*** Opening Supplied records ***

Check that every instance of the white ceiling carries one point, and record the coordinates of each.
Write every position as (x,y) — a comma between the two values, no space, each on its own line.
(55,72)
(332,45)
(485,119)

*** Closing Supplied records ***

» Work to complete:
Output all preceding records character for character.

» Task response:
Check that every instance of the white ceiling carries one point, and record the coordinates of each.
Write every position as (x,y) — a comma between the two values, no space, each on its own line.
(55,72)
(332,45)
(485,119)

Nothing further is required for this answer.